* **Challenge**
With the images removed, repeat the data below exactly.
-- Start Data lines --
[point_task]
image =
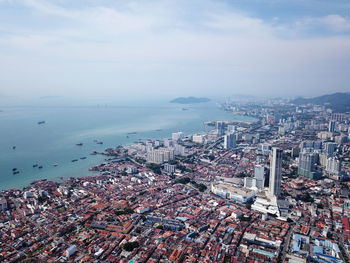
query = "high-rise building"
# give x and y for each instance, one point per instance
(259, 176)
(220, 127)
(230, 141)
(307, 165)
(331, 126)
(177, 136)
(333, 166)
(330, 148)
(275, 172)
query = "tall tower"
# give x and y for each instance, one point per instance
(230, 141)
(275, 172)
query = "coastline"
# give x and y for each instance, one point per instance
(176, 120)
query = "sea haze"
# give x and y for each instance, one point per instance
(55, 141)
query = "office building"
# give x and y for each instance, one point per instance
(220, 128)
(275, 172)
(307, 165)
(259, 176)
(331, 126)
(177, 136)
(230, 141)
(333, 166)
(330, 148)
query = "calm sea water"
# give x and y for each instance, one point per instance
(55, 141)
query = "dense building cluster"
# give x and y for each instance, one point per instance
(274, 190)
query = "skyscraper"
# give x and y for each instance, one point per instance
(331, 126)
(259, 176)
(275, 172)
(230, 141)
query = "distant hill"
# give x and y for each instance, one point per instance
(338, 102)
(189, 100)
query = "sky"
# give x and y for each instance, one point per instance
(168, 48)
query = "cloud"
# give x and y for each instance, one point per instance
(166, 47)
(333, 22)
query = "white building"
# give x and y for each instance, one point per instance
(198, 138)
(177, 136)
(71, 251)
(275, 172)
(241, 195)
(230, 141)
(3, 204)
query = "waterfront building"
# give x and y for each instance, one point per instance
(331, 126)
(307, 165)
(3, 204)
(198, 138)
(169, 168)
(333, 166)
(275, 172)
(220, 128)
(241, 195)
(177, 136)
(230, 141)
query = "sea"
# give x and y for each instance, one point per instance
(24, 142)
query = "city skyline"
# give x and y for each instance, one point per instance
(173, 48)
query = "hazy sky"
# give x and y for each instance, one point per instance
(192, 47)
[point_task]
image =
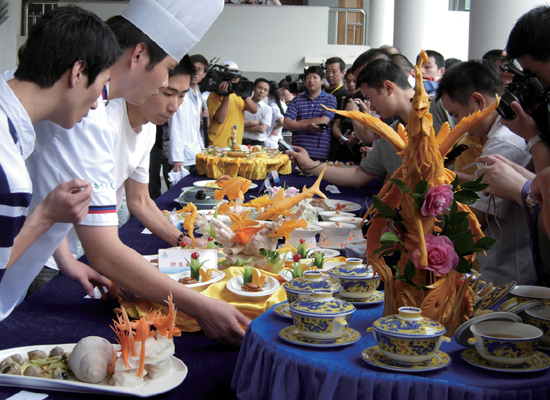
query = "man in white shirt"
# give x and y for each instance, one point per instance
(90, 152)
(62, 87)
(255, 125)
(463, 90)
(186, 140)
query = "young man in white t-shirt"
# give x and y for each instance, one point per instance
(463, 90)
(90, 153)
(255, 125)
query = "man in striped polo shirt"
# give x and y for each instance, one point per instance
(306, 117)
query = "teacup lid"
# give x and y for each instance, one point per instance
(321, 303)
(347, 271)
(409, 322)
(312, 280)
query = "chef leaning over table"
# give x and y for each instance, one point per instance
(146, 30)
(60, 88)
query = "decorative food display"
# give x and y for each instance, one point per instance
(433, 258)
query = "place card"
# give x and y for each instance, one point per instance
(173, 261)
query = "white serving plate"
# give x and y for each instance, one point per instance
(151, 387)
(350, 206)
(199, 287)
(235, 283)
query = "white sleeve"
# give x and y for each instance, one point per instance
(176, 130)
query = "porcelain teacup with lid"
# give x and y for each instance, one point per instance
(357, 280)
(408, 337)
(321, 316)
(304, 286)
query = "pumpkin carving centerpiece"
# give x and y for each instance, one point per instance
(422, 212)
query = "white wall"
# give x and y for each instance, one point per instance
(8, 36)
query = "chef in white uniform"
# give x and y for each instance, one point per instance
(89, 154)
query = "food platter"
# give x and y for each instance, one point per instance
(210, 181)
(151, 387)
(270, 287)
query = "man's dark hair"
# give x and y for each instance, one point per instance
(438, 57)
(530, 35)
(402, 62)
(261, 80)
(449, 62)
(493, 55)
(184, 67)
(369, 56)
(379, 71)
(315, 69)
(61, 38)
(336, 60)
(460, 81)
(200, 58)
(129, 35)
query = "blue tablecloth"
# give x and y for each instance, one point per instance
(270, 368)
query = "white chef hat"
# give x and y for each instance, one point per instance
(230, 64)
(175, 25)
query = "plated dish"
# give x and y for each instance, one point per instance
(538, 362)
(293, 335)
(217, 276)
(234, 286)
(374, 356)
(151, 387)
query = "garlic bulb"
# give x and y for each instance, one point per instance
(91, 358)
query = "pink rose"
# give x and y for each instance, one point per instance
(437, 199)
(442, 256)
(398, 230)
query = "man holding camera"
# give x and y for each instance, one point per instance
(227, 110)
(308, 119)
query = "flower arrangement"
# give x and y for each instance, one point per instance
(450, 245)
(410, 215)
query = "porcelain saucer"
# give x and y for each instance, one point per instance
(293, 335)
(376, 297)
(494, 297)
(538, 362)
(374, 356)
(282, 310)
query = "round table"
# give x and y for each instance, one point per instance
(270, 368)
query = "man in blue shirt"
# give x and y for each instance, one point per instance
(306, 117)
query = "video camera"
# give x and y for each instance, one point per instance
(296, 83)
(217, 74)
(527, 90)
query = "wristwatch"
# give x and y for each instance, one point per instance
(530, 201)
(533, 142)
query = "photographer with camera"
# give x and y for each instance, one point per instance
(226, 107)
(306, 117)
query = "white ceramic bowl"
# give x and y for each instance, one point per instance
(334, 235)
(505, 342)
(326, 215)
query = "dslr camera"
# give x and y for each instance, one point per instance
(527, 90)
(296, 83)
(217, 74)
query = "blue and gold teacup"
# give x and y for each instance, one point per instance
(357, 281)
(539, 316)
(408, 337)
(321, 316)
(304, 286)
(505, 342)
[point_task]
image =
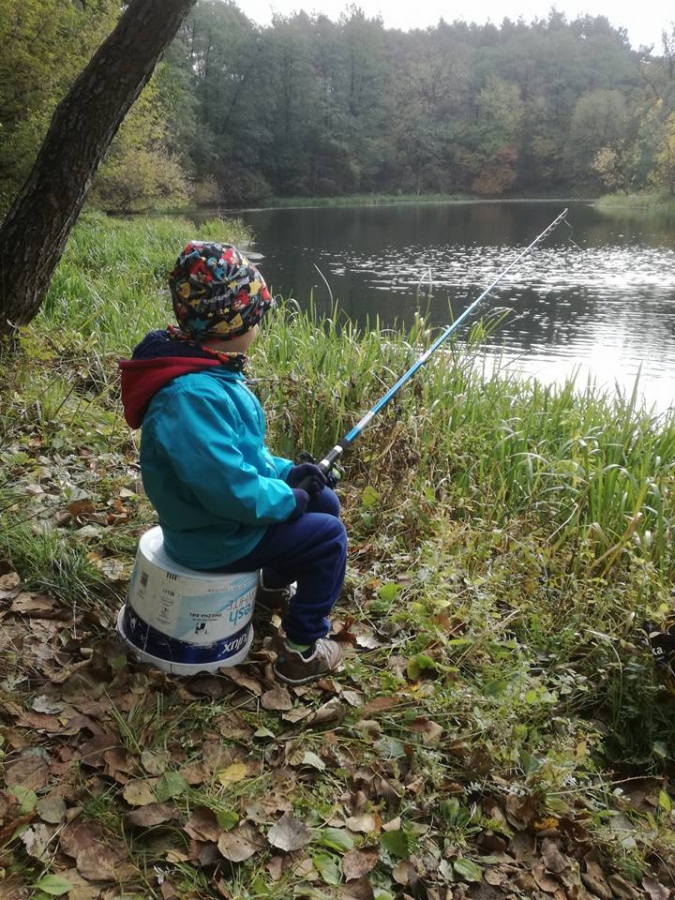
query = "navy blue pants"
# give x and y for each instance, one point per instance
(311, 550)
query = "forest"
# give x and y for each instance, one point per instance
(308, 107)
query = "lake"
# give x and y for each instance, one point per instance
(595, 299)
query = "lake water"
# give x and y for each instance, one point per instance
(595, 299)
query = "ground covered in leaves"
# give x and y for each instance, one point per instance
(456, 756)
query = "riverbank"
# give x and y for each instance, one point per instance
(499, 726)
(642, 200)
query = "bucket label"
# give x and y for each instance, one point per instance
(199, 610)
(143, 637)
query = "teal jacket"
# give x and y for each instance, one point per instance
(207, 471)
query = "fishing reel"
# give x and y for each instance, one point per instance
(333, 475)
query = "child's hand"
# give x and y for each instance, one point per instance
(308, 477)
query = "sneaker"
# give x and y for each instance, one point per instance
(271, 599)
(295, 668)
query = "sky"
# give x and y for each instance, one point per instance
(643, 19)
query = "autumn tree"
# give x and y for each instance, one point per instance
(34, 233)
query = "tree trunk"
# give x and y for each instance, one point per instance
(35, 231)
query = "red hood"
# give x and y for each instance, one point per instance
(142, 378)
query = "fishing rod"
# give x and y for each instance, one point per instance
(329, 460)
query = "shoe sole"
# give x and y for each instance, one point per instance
(294, 682)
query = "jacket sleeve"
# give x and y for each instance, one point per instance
(283, 466)
(212, 456)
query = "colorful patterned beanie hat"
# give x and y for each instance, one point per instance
-- End Data lines --
* **Result of the task**
[point_task]
image =
query = "high-rise building"
# give x and y for each instance, one point per instance
(259, 176)
(220, 127)
(230, 141)
(307, 165)
(331, 126)
(177, 136)
(333, 166)
(330, 148)
(275, 172)
query = "tall tower"
# give x and y for each instance, one point per instance
(230, 141)
(275, 172)
query = "coastline"
# give x and y for each instance, one point per instance
(176, 120)
query = "sea haze"
# give x and y for each instance, one point per instance
(55, 141)
query = "office building"
# give x and y for each instance, one point per instance
(220, 128)
(275, 172)
(307, 165)
(259, 176)
(331, 126)
(177, 136)
(230, 141)
(333, 166)
(330, 148)
query = "calm sea water"
# give x and y for each instance, one point per instance
(55, 141)
query = "dense building cluster"
# give x and y for each instance, one point per instance
(274, 190)
query = "skyscraper"
# give x and y for each instance, one point per instance
(331, 126)
(259, 176)
(275, 172)
(230, 141)
query = "distant hill"
# give x and y for each instance, one point per instance
(338, 102)
(189, 100)
query = "sky"
# give x and y for each instance, one point per instance
(168, 48)
query = "cloud"
# give x and y for each instance, one point per instance
(166, 47)
(333, 22)
query = "white building"
# give x and y for each instance, one point per instance
(198, 138)
(177, 136)
(71, 251)
(275, 172)
(241, 195)
(230, 141)
(3, 204)
query = "waterfront building"
# give x and y for each instance, one point per instance
(331, 126)
(307, 165)
(3, 204)
(198, 138)
(169, 168)
(333, 166)
(275, 172)
(220, 128)
(241, 195)
(177, 136)
(230, 141)
query = "sea"
# give x and y for each instance, one point per instance
(24, 142)
query = "city skyline"
# give x and y for each instance, one point per instance
(173, 48)
query = "hazy sky"
# give x and y for each instance, one point per instance
(192, 47)
[point_task]
image =
query = "man in white shirt"
# give x and y for each instance, one point per instance
(90, 152)
(62, 87)
(255, 125)
(463, 90)
(186, 140)
query = "young man in white t-shirt"
# give x and y for each instance, one point per instance
(463, 90)
(90, 153)
(255, 125)
query = "man in striped polo shirt"
# give x and y for each instance, one point per instance
(306, 117)
query = "teacup lid"
# give x and y for each instance, one point per instance
(321, 303)
(347, 271)
(409, 322)
(312, 280)
query = "chef leaning over table"
# give x and y for each instance, one point per instance
(146, 30)
(60, 88)
query = "decorative food display"
# give x and y for each instance, one point per instance
(433, 258)
query = "place card"
# give x and y for each instance, one point per instance
(173, 261)
query = "white serving plate"
# give x and y for each instance, one point per instance
(151, 387)
(350, 206)
(199, 287)
(235, 283)
query = "white sleeve"
# give x and y for each instance, one point per instance
(176, 130)
query = "porcelain teacup with lid"
# give x and y for each instance, one point per instance
(357, 280)
(408, 337)
(321, 316)
(304, 286)
query = "pumpkin carving centerpiece"
# give x and y for each instance, one point per instance
(422, 212)
query = "white wall"
# give x and y for each instance, one point per instance
(8, 36)
query = "chef in white uniform"
# give x and y for each instance, one point per instance
(89, 154)
query = "food platter"
# give x and y for each instance, one point per instance
(210, 181)
(151, 387)
(270, 287)
query = "man's dark hair"
# give x and y for each instance, one point per instance
(438, 57)
(530, 35)
(402, 62)
(261, 80)
(449, 62)
(493, 55)
(184, 67)
(369, 56)
(379, 71)
(315, 69)
(61, 38)
(336, 60)
(460, 81)
(200, 58)
(129, 35)
query = "blue tablecloth"
# give x and y for each instance, one point per instance
(270, 368)
query = "white chef hat"
# give x and y for each instance, one point per instance
(230, 64)
(175, 25)
query = "plated dish"
# give x and y for each instance, one point per instance
(538, 362)
(293, 335)
(217, 276)
(234, 286)
(374, 356)
(151, 387)
query = "garlic bulb"
# give x and y for each instance, one point per instance
(91, 358)
query = "pink rose"
# give x and y for each instance, one point per instance
(437, 199)
(442, 256)
(398, 230)
query = "man holding camera"
# give x and y for each instance, one point per instance
(227, 110)
(308, 119)
query = "flower arrangement"
# give x and y for each instance, one point per instance
(450, 245)
(410, 215)
query = "porcelain saucer"
# give x and y for each instance, one point per instance
(293, 335)
(376, 297)
(494, 297)
(538, 362)
(374, 356)
(282, 310)
query = "round table"
# give x and y for each instance, one point per instance
(270, 368)
query = "man in blue shirt"
# give x and y for each instance, one point per instance
(306, 117)
query = "video camera"
# give x and y for each instance, one point per instance
(296, 83)
(217, 74)
(527, 90)
query = "wristwatch"
# give x and y for each instance, one point per instance
(530, 201)
(533, 142)
query = "photographer with camera"
# give x and y for each instance, one point per instance
(226, 107)
(306, 117)
query = "white ceramic bowl"
# give x and y for each instance, one point per instance
(334, 235)
(505, 342)
(326, 215)
query = "dslr camera"
# give x and y for each instance, one point per instance
(527, 90)
(296, 83)
(217, 74)
query = "blue and gold teacup"
# give x and y for each instance, one point per instance
(357, 281)
(539, 316)
(408, 337)
(321, 316)
(304, 286)
(505, 342)
[point_task]
image =
query = "navy blue pants"
# give x and y for each instance, one point per instance
(311, 550)
query = "forest"
# give x and y for each instance, one point per instance
(308, 107)
query = "lake"
# give x and y for each instance, one point per instance
(595, 299)
query = "lake water"
# give x and y for each instance, one point per instance
(595, 299)
query = "ground covered in leaves"
# give x and y for each instance, one point per instance
(456, 756)
query = "riverbank"
# give x and y for each instance, one point per instance
(499, 726)
(642, 200)
query = "bucket label"
# give x and y for each instance, one point per instance
(199, 610)
(143, 637)
query = "teal jacket"
# give x and y for each instance, one point per instance
(207, 471)
query = "fishing reel"
# give x and y for each instance, one point per instance
(333, 475)
query = "child's hand"
# give x and y for each instance, one point per instance
(308, 477)
query = "sneaker"
# give x and y for each instance, one point per instance
(271, 599)
(295, 668)
query = "sky"
# give x and y for each instance, one point per instance
(643, 19)
query = "autumn tree"
# give x and y for each instance, one point per instance
(34, 233)
query = "tree trunk"
# give x and y for each instance, one point per instance
(35, 231)
query = "red hood"
# give x and y for each instance, one point per instance
(142, 378)
query = "fishing rod"
# give x and y for each instance, one point per instance
(329, 460)
query = "shoe sole"
# give x and y for each instance, one point per instance
(294, 682)
query = "jacket sleeve"
# give x and y for each instance, one point per instance
(283, 466)
(212, 456)
query = "colorful patterned beanie hat"
# give x and y for each instance, one point per instance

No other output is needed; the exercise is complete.